→ **DOCUMENT**:
The Court applies the choice-of-law rules of Texas, the state in which the action was filed. See Klaxon Co. v. Stentor Elec. Mfg. Co., 313 U.S. 487, 496 (1941). Texas follows the Second Restatement's "most significant relationship" test to determine choice of law over a contract claim if the contract does not include a choice of law provision. See, e.g., Minnesota Min. and Mfg. Co. v. Nishika Ltd., 953 S.W.2d 733, 735 (Tex. 1997). The general factors used to decide which law will apply under this test are:
(a) the needs of the interstate and international systems,
(b) the relevant policies of the forum,
(c) the relevant policies of other interested states and the relative interests of those states in the determination of the particular issue,
(d) the protection of justified expectations,
(e) the basic policies underlying the particular field of law,
(f) certainty, predictability and uniformity of result, and
(g) ease in the determination and application of the law to be applied.Torrington Co. v. Stutzman, 46 S.W. 3d 829, 848 (Tex. 2000). In a contract case, the Court considers the following factors:
(a) the place of contracting,
(b) the place of negotiation of the contract,
(c) the place of performance,
(d) the location of the subject matter of the contract, and
(e) the domicile, residence, nationality, place of incorporation and place of business of the parties.
RESTATEMENT (SECOND) OF CONFLICTS OF LAWS § 188 (adding that "[t]hose contacts are to be evaluated according to their relative importance with respect to the particular issue."); Torrington Co., 46 S.W. at 848; Scottsdale Ins. Co. v. National Emergency Services, Inc., 175 S.W.3d 284 (Tex.App.-Houston 2004).
Based on these factors, Plaintiff Talent Tree urges the Court to apply Texas law, and Defendant Madlock insists that the Court should apply Alabama law.

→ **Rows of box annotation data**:
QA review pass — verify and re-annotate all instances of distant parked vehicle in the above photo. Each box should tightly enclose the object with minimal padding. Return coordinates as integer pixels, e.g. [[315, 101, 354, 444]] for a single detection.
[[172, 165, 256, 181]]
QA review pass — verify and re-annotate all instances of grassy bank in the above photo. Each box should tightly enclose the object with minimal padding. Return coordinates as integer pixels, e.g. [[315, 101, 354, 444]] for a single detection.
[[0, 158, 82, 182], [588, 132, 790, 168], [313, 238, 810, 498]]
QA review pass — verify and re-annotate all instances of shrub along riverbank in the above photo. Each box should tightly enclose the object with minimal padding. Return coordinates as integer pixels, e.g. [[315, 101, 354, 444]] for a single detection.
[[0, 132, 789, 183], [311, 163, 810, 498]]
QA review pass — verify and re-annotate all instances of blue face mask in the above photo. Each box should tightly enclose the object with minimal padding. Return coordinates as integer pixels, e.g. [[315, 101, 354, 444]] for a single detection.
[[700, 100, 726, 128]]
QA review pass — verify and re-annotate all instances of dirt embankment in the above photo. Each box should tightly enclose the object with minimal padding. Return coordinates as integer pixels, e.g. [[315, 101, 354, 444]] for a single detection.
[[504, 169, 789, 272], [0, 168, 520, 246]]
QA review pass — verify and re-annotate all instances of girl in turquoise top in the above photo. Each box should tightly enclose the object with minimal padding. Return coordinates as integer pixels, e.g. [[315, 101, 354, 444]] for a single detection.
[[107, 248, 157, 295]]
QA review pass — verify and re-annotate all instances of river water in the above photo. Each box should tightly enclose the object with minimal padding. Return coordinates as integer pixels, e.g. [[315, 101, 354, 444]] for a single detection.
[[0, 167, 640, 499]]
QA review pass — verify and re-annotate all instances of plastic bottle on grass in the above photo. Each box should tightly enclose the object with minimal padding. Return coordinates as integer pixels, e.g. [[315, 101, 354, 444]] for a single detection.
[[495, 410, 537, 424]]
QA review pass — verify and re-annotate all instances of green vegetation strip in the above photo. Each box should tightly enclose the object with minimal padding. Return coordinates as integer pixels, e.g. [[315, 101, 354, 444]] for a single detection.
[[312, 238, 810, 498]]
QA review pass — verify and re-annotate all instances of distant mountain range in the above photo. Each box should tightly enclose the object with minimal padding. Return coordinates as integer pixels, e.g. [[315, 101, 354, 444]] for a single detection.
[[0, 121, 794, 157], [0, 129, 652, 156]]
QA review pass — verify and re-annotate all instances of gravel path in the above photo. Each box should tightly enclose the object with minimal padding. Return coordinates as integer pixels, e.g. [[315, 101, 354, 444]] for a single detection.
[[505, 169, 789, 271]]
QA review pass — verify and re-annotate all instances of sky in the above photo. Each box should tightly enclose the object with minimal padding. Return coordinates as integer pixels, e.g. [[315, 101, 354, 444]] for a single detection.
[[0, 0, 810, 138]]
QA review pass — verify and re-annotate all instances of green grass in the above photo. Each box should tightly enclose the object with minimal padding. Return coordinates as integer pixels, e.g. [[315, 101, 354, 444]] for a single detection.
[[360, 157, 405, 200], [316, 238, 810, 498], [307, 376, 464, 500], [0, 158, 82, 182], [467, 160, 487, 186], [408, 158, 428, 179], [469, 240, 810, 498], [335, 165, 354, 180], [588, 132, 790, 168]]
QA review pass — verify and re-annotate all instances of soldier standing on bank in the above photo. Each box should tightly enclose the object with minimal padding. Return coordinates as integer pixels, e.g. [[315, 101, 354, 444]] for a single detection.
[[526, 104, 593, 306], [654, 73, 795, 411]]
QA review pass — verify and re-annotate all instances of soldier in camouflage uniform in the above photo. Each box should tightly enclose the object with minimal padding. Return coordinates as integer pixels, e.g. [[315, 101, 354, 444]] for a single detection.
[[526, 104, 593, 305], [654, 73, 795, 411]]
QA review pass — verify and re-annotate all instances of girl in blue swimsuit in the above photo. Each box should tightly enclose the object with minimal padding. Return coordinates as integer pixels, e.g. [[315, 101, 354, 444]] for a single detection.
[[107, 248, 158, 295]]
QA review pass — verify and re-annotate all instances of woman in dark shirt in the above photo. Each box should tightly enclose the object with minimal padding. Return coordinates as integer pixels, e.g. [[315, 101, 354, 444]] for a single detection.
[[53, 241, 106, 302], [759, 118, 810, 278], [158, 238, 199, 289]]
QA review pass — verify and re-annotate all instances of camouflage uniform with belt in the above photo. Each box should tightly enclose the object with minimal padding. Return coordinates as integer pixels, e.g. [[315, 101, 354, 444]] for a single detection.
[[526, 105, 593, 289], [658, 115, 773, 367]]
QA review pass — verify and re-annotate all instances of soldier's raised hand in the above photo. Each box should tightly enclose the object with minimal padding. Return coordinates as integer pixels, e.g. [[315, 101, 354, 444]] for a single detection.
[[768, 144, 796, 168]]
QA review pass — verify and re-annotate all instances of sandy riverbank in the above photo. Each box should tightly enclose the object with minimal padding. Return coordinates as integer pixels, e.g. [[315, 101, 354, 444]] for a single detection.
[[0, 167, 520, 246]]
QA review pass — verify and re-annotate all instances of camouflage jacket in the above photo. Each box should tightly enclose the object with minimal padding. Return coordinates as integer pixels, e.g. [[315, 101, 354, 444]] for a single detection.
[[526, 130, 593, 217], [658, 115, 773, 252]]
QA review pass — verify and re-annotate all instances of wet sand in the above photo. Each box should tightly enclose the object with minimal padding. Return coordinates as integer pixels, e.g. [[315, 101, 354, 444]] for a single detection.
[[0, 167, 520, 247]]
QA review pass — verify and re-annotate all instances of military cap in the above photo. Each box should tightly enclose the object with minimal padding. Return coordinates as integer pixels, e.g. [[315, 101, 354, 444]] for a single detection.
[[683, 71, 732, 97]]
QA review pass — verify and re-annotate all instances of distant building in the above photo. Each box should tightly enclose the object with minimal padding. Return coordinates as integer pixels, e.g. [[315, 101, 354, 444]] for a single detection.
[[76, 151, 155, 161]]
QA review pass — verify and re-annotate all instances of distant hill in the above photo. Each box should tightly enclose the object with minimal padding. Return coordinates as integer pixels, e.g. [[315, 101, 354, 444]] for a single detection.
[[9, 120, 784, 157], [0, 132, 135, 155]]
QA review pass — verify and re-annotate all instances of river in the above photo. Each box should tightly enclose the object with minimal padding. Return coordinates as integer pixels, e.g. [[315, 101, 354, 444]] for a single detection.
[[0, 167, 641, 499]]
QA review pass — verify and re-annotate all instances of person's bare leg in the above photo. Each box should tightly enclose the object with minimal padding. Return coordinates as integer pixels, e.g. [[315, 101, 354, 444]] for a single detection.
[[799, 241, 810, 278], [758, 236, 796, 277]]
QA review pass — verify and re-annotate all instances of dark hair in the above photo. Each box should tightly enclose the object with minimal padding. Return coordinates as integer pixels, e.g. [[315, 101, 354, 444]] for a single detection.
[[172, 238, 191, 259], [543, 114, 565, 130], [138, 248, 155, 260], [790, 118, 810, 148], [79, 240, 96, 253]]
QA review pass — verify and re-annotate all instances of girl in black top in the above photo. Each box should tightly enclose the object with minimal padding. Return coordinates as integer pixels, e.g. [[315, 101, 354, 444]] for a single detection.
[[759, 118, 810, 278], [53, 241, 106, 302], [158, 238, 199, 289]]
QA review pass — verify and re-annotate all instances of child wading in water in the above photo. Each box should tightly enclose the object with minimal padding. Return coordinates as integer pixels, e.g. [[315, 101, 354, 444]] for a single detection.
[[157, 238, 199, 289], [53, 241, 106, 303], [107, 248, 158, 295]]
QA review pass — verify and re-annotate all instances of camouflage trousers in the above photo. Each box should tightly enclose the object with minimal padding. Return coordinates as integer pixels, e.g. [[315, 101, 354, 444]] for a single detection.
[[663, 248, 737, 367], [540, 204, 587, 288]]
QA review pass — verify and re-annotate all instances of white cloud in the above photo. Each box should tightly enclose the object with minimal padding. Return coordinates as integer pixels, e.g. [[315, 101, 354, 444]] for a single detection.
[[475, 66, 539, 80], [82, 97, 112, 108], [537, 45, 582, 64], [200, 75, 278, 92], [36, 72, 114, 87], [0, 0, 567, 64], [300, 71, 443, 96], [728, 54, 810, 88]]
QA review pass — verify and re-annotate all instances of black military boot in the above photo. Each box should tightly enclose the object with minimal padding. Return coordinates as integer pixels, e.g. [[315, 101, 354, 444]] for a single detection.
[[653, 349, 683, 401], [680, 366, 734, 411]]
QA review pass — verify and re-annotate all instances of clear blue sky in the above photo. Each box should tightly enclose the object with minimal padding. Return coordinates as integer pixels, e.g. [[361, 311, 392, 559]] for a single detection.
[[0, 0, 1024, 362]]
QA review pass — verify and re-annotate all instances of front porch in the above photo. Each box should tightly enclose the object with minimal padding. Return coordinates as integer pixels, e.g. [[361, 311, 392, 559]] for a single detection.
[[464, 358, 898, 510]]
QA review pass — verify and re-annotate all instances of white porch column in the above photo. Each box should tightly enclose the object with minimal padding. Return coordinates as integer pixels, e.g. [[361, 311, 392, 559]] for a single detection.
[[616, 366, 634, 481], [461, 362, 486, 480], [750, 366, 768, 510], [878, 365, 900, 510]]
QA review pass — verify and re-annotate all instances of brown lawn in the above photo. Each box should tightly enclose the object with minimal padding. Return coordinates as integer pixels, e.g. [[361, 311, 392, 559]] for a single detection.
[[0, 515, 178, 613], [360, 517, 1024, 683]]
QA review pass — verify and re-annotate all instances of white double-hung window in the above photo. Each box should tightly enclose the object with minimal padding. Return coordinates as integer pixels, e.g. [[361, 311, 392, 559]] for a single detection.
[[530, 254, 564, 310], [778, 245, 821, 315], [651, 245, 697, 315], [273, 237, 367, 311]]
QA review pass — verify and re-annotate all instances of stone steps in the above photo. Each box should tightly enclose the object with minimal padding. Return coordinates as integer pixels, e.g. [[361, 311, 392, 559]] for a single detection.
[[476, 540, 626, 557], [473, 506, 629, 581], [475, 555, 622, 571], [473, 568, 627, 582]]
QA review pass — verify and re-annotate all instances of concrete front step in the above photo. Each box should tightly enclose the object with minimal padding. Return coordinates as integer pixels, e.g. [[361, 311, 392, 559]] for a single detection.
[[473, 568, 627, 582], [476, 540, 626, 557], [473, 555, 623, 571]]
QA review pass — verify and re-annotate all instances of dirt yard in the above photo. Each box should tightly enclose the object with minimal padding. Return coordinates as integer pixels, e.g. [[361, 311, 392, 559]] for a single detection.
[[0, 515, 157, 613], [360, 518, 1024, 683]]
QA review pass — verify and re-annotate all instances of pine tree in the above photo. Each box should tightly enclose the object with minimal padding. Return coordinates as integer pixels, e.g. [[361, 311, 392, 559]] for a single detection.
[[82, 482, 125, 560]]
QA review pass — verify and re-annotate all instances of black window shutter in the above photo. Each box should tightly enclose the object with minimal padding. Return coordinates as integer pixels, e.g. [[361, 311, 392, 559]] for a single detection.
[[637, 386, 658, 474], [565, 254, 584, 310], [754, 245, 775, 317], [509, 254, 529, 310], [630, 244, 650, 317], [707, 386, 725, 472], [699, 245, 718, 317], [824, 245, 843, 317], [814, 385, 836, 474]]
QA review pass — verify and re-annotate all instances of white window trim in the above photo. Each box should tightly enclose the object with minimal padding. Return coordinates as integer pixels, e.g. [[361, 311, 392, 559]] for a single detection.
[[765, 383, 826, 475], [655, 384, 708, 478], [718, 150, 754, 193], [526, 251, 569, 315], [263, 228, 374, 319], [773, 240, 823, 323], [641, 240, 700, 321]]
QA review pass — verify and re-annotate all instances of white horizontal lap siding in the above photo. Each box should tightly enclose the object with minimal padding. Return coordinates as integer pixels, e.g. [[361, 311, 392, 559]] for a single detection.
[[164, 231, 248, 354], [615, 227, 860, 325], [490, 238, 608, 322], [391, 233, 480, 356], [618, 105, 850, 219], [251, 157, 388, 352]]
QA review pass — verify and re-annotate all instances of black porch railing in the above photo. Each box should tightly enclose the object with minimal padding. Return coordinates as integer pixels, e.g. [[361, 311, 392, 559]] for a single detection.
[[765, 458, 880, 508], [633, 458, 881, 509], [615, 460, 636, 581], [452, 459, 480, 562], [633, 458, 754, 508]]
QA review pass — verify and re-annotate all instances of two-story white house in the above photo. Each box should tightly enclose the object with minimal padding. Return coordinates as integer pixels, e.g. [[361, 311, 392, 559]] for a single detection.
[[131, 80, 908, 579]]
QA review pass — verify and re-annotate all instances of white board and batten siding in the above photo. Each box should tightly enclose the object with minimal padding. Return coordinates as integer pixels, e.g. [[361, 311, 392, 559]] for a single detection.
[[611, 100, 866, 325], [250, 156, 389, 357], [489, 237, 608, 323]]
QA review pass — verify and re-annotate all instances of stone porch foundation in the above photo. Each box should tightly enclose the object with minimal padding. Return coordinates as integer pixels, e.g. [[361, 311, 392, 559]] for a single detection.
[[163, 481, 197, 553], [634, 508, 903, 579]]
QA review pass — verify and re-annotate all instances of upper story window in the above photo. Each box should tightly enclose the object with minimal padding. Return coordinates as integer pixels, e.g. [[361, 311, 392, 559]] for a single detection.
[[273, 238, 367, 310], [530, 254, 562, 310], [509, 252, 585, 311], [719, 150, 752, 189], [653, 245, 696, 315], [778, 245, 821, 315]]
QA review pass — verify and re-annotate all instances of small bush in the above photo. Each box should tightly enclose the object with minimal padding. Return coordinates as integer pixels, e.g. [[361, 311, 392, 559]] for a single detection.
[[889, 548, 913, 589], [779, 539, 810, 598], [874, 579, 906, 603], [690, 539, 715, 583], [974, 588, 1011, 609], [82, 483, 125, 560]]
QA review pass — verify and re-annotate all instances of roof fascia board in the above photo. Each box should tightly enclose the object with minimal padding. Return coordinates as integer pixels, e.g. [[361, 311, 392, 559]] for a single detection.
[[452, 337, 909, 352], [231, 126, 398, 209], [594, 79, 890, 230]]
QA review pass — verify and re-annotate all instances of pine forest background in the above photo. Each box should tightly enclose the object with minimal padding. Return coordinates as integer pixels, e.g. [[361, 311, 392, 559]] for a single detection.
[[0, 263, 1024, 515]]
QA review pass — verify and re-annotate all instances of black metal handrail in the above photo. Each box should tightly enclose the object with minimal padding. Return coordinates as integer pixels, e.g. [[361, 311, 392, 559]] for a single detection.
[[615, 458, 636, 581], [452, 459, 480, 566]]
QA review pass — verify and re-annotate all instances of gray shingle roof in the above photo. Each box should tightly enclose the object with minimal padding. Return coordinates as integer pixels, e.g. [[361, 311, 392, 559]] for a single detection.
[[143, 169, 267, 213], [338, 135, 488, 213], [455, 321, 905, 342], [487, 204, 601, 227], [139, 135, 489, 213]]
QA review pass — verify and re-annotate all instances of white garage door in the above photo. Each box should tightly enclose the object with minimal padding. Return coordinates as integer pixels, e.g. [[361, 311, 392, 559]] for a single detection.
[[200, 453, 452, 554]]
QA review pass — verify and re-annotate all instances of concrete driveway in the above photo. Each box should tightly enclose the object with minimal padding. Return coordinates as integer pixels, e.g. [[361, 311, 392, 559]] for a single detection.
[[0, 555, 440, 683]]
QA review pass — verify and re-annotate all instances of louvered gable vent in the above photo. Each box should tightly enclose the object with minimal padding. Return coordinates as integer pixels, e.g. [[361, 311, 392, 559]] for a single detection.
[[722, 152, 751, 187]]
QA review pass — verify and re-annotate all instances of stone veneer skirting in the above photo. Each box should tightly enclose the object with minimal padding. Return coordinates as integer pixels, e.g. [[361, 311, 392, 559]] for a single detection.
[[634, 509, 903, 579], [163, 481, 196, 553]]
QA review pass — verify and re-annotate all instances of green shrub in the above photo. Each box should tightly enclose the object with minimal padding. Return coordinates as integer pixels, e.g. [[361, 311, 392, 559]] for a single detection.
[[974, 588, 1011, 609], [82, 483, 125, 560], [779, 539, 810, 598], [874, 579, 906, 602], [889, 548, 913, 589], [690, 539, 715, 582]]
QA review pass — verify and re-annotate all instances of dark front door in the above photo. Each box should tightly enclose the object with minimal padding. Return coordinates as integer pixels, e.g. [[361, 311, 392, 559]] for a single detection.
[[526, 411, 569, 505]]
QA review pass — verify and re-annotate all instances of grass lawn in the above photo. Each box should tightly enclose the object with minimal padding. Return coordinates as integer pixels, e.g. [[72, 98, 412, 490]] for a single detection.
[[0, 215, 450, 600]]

→ **JOBS**:
• a. Reproduce the choice-of-law passage from "RESTATEMENT (SECOND) OF" up to and including "284 (Tex.App.-Houston 2004).".
• b. In the choice-of-law passage, which state's law does Defendant Madlock insist the Court should apply?

→ **ANSWERS**:
• a.
RESTATEMENT (SECOND) OF CONFLICTS OF LAWS § 188 (adding that "[t]hose contacts are to be evaluated according to their relative importance with respect to the particular issue."); Torrington Co., 46 S.W. at 848; Scottsdale Ins. Co. v. National Emergency Services, Inc., 175 S.W.3d 284 (Tex.App.-Houston 2004).

• b. Alabama law.